Work to complete =>
Reproduce the records that follow exactly as they are written.

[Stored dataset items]
================================
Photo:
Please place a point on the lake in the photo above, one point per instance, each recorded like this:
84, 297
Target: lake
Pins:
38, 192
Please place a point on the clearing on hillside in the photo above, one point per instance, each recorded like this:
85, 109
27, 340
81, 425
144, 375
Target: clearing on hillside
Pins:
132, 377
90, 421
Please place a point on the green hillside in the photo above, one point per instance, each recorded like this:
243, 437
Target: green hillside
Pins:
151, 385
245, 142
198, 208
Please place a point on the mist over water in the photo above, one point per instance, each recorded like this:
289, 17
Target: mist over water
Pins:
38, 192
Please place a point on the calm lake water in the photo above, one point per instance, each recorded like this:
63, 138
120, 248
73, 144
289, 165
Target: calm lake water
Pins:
================================
Result =>
Photo:
Please place a point on the lake in the photo above, one point per instance, each recorded like this:
84, 297
Target: lake
Pins:
38, 192
Please place a point on the clearing on hillside in the photo above, one point per instance, each recorded like this:
85, 109
27, 340
81, 425
144, 375
Target: clearing on hillside
Pins:
132, 377
90, 421
Please place a point on the green hillside in the photo above, one point per instance, each recorded like this:
243, 437
Target: green hillside
Pins:
151, 385
245, 142
198, 208
Please place a point on the mist over water in the photo above, one point per instance, each recorded like this:
289, 17
Target: mist over water
Pins:
38, 192
Please place a point on the calm lake water in the photo above, one point per instance, each recorded like this:
63, 138
120, 248
73, 144
289, 165
Target: calm lake water
Pins:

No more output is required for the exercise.